Gekozen fragment
‘Over het huis nr. 90 aan de Trift in Celle’
door Louis Gabain (1863), onder redactie van Andreas Flick
In het archief van de Evangelisch-Gereformeerde Gemeente van Celle bevindt zich een handgeschreven rapport getiteld Over huis nr. 90 op de Trift in Celle, gebouwd door Casper Gabain en eigendom van Pierre Louis Gabain, kantoordirecteur von Willich, de heer von Wersebé en de heer W.F. Schaper en terloops over de familie van Gabain. Dit rapport is in 1863 geschreven door de in de hanzestad Hamburg gevestigde zakenman Gottfried Matthaeus Ludwig [Louis] Gabain, de hugenoten afstammeling geboren op 19 augustus 1795 in Celle, gestorven op 16 februari 1883 in Hamburg. In het rapport doet hij in eerste instantie beknopt verslag van de geschiedenis van zijn familie, waarna hij de geschiedenis van het huis Trift 90 (heden Trift 32) bespreekt. Zijn verslag is voorzien van eigentijdse afbeeldingen, die Louis Gabain op de achterzijde heeft bijgevoegd. Zijn vader, de hoedenfabrikant Pierre Louis Gabain, was de laatste predikant van de Frans-Hervormde gemeente van Celle. Omstreeks 1870 heeft zijn zoon vermoedelijk de documenten aan de gereformeerde gemeente in Celle overhandigd.
Toen Lodewijk XIV een deel van zijn onderdanen uit Frankrijk verdreef door op 15 oktober 1685 het Edict van Nantes in te trekken, dat de (gereformeerde) protestanten godsdienstvrijheid verleende, kregen zij welwillende ontvangst in meerdere gebieden in Duitsland, voornamelijk in kuur Brandenburg en Hessen, maar ook in de Lüneburgse Cellesche Landen. De hardwerkende Franse fabrikanten en ambachtslieden brachten namelijk kunst en nijverheid uit hun thuisland. Kousen- en hoedenfabricage, handschoenmakerij, witte leerlooierij en dergelijke behoorden hiertoe in de eerste plaats, maar daarnaast bakten ook witbrood. Dat witte brood kenmerkt tot op heden Celle en omgeving.

Items uit de annotatiedataset
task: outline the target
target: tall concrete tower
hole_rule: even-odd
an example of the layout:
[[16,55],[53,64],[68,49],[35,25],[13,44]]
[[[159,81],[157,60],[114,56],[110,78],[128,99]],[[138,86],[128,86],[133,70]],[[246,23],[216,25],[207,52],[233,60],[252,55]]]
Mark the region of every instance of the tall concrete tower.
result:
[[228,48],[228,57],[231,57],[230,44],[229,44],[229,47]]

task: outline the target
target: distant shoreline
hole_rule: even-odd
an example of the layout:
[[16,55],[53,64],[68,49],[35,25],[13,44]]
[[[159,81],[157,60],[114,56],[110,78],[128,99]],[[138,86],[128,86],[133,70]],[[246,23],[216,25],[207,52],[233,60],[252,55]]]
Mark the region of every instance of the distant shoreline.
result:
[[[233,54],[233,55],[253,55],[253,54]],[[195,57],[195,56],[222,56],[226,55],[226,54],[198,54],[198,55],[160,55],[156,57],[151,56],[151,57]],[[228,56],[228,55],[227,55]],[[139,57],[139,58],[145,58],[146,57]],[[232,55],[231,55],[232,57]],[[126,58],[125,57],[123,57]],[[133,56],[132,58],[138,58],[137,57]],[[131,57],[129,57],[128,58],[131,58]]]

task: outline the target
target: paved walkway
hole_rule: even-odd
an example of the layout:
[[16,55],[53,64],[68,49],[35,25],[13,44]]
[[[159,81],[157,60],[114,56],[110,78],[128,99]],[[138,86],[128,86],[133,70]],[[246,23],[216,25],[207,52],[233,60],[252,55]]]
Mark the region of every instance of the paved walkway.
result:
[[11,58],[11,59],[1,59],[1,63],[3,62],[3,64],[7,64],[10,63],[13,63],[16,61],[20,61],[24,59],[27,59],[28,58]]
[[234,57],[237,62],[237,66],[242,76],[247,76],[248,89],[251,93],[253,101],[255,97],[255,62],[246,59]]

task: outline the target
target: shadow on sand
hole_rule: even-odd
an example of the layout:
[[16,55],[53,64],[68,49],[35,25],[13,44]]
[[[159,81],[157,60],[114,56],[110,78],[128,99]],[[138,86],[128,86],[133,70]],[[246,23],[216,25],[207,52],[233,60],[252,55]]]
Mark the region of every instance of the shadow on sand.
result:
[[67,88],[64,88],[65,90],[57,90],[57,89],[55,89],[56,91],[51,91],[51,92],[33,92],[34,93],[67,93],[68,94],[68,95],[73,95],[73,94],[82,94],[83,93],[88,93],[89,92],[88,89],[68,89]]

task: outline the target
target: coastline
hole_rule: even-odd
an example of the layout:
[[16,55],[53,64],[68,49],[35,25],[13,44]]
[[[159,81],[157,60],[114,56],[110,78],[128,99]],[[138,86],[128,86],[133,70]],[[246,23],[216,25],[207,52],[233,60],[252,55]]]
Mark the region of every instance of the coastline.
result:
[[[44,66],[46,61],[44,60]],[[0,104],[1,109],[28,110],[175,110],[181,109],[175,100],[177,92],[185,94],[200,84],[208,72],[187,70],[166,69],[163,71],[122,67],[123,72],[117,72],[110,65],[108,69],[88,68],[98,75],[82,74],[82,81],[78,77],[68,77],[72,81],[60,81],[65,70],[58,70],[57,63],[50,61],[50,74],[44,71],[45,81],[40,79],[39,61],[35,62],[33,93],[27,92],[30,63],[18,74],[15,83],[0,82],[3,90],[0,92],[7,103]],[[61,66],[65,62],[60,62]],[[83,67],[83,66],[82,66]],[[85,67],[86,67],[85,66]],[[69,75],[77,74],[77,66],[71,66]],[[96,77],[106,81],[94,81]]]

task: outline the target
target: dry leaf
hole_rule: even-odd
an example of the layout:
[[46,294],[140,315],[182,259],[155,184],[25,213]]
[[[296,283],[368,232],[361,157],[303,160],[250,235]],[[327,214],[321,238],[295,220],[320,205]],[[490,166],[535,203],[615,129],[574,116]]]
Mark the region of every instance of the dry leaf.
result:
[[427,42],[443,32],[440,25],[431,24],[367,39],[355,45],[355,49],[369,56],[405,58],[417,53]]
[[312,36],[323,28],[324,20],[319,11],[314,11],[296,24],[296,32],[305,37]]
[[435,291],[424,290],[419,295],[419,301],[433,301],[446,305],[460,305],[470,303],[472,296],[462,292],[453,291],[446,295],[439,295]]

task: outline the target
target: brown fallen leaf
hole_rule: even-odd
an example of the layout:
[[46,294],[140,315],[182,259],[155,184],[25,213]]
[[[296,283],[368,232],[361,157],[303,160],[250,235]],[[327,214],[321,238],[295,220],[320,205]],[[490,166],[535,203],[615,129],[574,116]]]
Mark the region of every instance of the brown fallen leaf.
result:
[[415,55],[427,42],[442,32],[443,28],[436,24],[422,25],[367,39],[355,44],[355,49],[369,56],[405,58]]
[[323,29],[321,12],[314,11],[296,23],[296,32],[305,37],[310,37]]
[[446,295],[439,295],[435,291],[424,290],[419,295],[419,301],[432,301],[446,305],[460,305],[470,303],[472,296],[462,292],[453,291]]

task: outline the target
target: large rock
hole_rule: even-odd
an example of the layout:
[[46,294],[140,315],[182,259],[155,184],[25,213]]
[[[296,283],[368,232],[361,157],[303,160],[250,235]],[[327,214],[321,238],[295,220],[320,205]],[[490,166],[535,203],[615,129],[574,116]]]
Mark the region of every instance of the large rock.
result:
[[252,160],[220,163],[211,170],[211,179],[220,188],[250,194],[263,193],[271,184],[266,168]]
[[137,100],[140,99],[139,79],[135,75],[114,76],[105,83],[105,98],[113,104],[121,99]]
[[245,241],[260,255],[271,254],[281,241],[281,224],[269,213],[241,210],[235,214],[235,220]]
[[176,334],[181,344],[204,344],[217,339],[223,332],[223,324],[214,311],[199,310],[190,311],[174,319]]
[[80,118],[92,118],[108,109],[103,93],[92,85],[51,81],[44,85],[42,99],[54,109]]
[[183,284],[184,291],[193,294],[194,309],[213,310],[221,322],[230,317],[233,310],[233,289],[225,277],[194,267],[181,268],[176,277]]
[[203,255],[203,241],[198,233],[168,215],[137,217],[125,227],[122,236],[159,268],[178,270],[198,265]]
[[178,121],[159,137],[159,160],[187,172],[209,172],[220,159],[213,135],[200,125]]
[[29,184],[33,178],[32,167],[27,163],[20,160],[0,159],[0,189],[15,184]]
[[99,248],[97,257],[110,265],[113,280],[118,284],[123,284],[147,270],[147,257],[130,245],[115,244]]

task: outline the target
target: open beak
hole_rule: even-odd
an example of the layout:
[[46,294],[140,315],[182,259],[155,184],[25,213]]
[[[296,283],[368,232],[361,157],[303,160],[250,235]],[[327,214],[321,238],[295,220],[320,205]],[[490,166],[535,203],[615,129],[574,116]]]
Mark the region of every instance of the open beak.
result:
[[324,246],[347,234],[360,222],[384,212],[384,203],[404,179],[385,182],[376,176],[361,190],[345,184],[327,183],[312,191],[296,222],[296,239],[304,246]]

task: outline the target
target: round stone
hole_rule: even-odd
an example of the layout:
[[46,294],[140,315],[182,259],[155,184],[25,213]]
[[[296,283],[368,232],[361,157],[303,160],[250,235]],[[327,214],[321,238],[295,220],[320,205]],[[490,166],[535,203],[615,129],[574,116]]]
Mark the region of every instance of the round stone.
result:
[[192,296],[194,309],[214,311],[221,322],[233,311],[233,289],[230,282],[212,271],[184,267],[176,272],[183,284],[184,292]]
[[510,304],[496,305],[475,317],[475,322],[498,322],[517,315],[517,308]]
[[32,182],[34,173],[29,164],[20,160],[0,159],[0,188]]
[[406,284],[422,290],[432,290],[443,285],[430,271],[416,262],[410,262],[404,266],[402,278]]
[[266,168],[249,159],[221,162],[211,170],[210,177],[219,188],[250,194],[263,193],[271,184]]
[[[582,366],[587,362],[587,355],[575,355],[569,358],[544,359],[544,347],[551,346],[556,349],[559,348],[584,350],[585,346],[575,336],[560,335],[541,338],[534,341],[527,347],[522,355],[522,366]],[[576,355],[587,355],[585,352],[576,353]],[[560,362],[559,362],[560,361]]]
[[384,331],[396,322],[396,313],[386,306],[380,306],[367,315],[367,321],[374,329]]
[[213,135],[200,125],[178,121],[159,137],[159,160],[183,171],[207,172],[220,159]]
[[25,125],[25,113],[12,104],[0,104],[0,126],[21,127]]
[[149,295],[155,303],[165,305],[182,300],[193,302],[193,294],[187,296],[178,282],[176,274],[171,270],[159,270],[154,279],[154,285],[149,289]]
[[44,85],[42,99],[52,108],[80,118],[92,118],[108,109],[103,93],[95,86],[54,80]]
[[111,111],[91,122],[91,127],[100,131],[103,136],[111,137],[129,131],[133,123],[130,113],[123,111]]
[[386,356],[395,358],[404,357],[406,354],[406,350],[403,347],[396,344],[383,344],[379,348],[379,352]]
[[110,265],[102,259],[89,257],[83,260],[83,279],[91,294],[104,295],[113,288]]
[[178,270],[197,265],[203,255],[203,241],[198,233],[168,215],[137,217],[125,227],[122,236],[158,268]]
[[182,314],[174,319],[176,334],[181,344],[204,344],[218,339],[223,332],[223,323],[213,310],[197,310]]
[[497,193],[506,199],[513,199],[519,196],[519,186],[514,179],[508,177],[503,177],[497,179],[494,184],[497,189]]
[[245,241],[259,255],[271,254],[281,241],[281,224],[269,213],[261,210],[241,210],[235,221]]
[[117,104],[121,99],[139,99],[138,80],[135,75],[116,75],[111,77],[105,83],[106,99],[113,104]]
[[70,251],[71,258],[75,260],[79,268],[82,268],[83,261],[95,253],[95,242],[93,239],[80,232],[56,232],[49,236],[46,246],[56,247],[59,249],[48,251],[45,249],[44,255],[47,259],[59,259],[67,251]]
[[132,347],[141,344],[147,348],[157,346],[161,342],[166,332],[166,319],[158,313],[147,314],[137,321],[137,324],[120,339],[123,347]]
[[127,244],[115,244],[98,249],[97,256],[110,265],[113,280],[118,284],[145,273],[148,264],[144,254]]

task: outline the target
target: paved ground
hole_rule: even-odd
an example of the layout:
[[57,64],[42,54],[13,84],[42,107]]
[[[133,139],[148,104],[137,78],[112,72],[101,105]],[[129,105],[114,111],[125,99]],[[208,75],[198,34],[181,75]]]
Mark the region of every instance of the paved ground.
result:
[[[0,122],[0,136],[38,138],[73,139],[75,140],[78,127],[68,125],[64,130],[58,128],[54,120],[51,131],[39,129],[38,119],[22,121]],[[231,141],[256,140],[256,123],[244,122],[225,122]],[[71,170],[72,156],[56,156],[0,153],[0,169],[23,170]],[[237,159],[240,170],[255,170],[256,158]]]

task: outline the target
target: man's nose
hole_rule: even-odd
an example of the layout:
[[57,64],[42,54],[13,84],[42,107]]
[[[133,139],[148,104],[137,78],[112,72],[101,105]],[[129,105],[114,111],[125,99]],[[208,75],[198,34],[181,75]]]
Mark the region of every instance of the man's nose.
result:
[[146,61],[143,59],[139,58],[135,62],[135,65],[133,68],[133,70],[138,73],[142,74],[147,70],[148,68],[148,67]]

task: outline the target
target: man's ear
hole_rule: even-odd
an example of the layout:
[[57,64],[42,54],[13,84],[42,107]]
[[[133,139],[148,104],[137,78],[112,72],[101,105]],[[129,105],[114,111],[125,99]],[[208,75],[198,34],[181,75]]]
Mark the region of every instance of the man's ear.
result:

Opdrachten
(A) Neem de records over van het begin tot en met de regel met "[[228,48],[228,57],[231,57],[230,44],[229,44],[229,47]]", maar vervang daarin "tall concrete tower" door "tall steel tower".
(B) Schrijf het fragment over het huis aan de Trift in Celle verder vanaf de laatste zin.
Het fragment en de records hebben elk een eigen herkomst.

Uitwerkingen
(A)
task: outline the target
target: tall steel tower
hole_rule: even-odd
an example of the layout:
[[16,55],[53,64],[68,49],[35,25],[13,44]]
[[[159,81],[157,60],[114,56],[110,78],[128,99]],[[138,86],[128,86],[133,70]],[[246,23],[216,25],[207,52],[233,60],[252,55]]]
Mark the region of every instance of the tall steel tower.
result:
[[228,48],[228,57],[231,57],[230,44],[229,44],[229,47]]

(B)
In 1685 migreerde Jean Gabain als jongeman van ongeveer 20 jaar uit St. Rome de Cernon in de Cevennen (Frankrijk) naar Payerne (Zwitserland) waar hij tot 1701 verbleef, om vervolgens met zijn drie zonen te verhuizen naar Halberstadt. Zijn zoon Peter Gabain ging naar eerder aldaar gevestigde familieleden in Celle, waar de Franse hervormde echtgenote van de laatste hertog de Franse vluchtelingen speciale bescherming gaf en een kerkgebouw voor hun erediensten liet bouwen aan de Hannoversche Heerstrasse (tegenwoordig Hannoversche Strasse). In 1719 richtte Peter Gabain een Franse hoedenfabriek op in het huidige huis van Rittmeyer in de zogenaamde Prinziers-Gasse (tegenwoordig Ohagenstrasse 8-9), die de Hannoversche Heerstrasse verbindt met de Breitenstrasse. Hij bleef kinderloos in twee huwelijken en de zoon van zijn Halberstadtse broer Jean David, de jonge Casper Gabain, mijn grootvader, kwam in zijn bedrijf, volgde hem op en breidde de fabriek aanzienlijk uit. Casper Gabain verplaatste de fabriek naar de Trift en bouwde het huidige huis nr. 90 (tegenwoordig Trift 32) op de Trift, waar destijds het hoekhuis als bijgebouw stond, waarvan de voorzijde aan de Mühlenstrasse (vandaag Mühlenstrasse 26) was gelegen. Groot, mooi, vakkundig gebouwd, in de herfst van 1765. Kort daarna, op oudejaarsavond 1765, werd mijn vader, Peter Ludwig Stephan Gabain, in het nieuwe huis geboren. Na de dood van zijn vader en oudere broer Jean Pierre nam mijn vader het land over (hier ontbreekt een vermelding) en ik, Gottfried Matthaeus Ludwig Gabain, nu zakenman in Hamburg, werd in 1795 in hetzelfde huis geboren. Mijn vader scheidde de hoek en de fabriek ervan af, breidde het hoekhuis uit en verkocht het grote hoofdgebouw voor 4.000 rijksdaalders contant geld aan het rechtbankraadslid, later kantoordirecteur von Willich, van wie na zijn dood de eigendommen overgingen op de heer von Wersebé en de heer Schaper. Nu, ruim 250 jaar later (2021), staat het huis er nog steeds statig, en getuigt het zowel van buiten als binnen van de goede smaak van de bouwer.
Hamburg 8 april 1863, Gottfried Matthaeus Ludwig Gabain (bovenstaande tekst is vrij vertaald)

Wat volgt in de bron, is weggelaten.